**Do this**
Copy the data below, from the line containing "of the mirror" through the end, replacing "Marked points" with "Pin locations" and leaving everything else as it is.

(Stored items)
— Start —
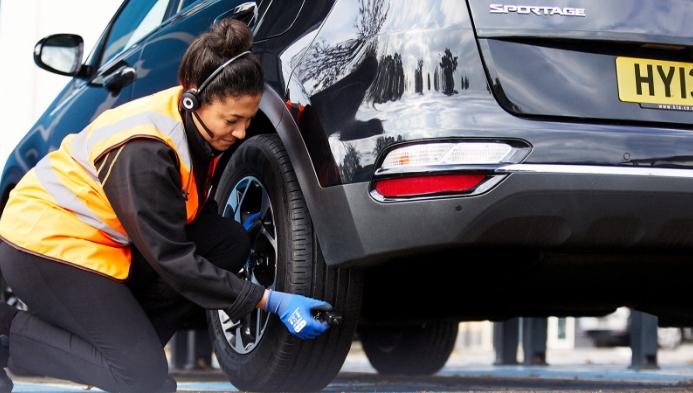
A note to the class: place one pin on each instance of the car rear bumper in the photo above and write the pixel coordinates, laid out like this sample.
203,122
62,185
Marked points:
534,206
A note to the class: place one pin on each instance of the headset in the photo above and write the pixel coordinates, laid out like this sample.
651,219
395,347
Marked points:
191,101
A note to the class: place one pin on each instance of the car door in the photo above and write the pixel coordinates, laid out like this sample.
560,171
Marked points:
109,73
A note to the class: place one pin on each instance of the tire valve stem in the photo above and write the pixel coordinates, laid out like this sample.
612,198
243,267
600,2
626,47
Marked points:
331,318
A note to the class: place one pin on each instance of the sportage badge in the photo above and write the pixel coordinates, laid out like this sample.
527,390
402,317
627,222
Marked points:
536,10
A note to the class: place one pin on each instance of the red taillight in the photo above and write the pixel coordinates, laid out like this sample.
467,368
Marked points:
426,185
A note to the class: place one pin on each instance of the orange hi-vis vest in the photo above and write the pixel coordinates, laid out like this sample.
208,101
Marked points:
59,209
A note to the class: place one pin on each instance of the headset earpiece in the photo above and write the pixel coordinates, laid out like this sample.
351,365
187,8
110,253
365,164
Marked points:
189,100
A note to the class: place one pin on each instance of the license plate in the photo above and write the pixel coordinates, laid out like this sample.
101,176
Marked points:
655,84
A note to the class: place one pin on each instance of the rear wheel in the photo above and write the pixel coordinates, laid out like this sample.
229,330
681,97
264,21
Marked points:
420,349
257,352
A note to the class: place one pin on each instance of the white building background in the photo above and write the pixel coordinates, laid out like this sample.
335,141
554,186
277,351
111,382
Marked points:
26,90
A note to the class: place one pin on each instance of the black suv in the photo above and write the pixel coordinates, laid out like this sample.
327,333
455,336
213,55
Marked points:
441,160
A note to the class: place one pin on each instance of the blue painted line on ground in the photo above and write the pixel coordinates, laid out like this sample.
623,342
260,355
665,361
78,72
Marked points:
49,388
670,375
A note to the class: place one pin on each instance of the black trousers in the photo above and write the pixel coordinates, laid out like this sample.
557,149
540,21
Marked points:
93,330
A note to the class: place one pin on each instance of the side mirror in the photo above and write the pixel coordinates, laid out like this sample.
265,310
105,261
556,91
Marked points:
60,53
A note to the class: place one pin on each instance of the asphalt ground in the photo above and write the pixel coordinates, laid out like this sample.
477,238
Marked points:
578,370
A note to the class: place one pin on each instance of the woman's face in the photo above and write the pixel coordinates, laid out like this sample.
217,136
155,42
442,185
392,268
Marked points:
228,119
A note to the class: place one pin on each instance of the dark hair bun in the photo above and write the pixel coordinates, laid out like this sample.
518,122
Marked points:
225,40
230,37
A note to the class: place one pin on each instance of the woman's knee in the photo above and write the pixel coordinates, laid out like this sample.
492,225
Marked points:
143,373
231,246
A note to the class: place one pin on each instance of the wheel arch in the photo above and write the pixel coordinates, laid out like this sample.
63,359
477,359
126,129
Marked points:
328,207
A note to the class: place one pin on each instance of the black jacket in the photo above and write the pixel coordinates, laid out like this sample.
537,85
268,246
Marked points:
142,183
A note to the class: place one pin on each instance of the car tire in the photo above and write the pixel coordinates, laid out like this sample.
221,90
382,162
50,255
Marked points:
421,349
279,361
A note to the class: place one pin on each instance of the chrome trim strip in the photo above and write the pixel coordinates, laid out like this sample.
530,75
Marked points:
595,170
435,169
484,187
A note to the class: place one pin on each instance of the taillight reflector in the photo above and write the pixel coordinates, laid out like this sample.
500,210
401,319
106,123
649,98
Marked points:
425,185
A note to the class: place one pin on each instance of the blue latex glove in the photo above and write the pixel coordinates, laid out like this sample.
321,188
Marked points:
294,312
250,221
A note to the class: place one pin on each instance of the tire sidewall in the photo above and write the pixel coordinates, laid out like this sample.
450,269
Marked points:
254,158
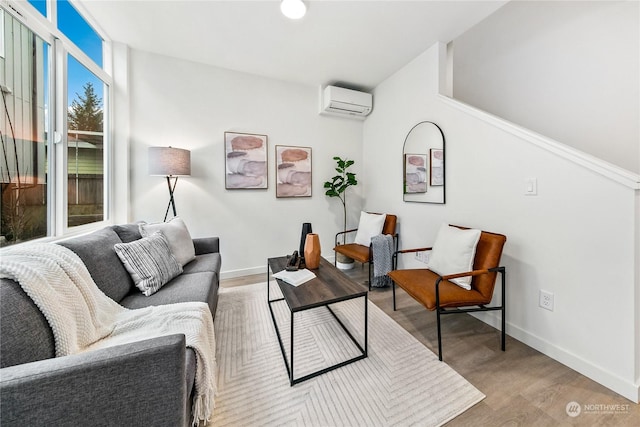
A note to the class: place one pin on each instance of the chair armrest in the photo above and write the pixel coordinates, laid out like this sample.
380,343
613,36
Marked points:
343,232
141,383
206,245
465,274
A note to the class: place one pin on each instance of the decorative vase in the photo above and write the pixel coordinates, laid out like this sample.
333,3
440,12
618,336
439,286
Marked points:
344,262
312,251
306,229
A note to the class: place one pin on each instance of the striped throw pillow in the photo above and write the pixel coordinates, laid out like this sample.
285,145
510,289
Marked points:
149,261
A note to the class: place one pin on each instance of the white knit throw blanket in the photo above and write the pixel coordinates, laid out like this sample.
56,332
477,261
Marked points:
83,318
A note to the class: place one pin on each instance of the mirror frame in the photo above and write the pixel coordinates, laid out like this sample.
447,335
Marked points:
428,146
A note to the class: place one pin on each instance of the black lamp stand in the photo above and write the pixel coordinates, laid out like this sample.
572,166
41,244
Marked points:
172,203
— End —
**Full answer**
A note to the class: place one pin on each instance of the mirror frame in the photo above and write the pixel coordinates, laid out like this sample.
447,335
Pin locations:
428,146
A note to the class: place one pin on each instance of the black lamp stand in the photo above and write the pixel coordinates, laid out like this sample.
572,166
41,244
Pin locations:
172,203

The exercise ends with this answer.